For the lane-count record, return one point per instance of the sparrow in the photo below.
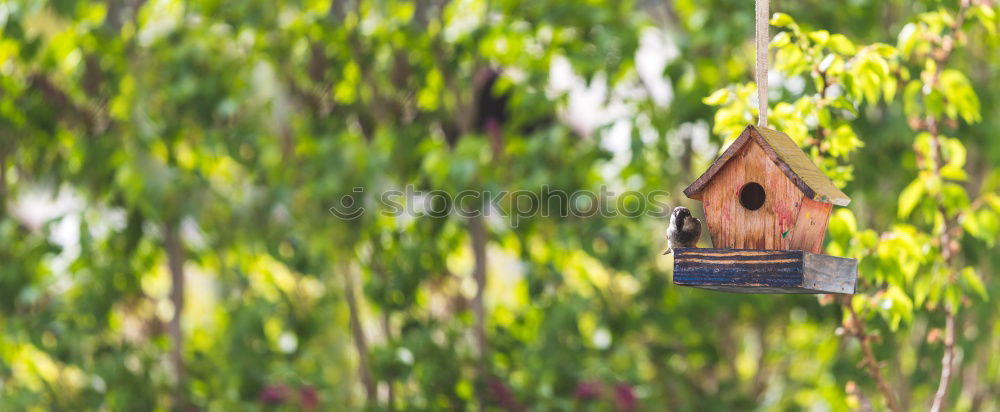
(684, 229)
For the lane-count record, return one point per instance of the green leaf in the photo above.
(974, 282)
(780, 40)
(781, 20)
(819, 37)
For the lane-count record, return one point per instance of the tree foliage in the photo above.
(168, 169)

▶ _What is being asked_:
Look for the line with "foliage in the photo above." in the records above. Repeat it and each line after it exactly.

▶ _Task result_:
For the lane-count record, return one point per instance of the tree foliage in the photo above.
(168, 169)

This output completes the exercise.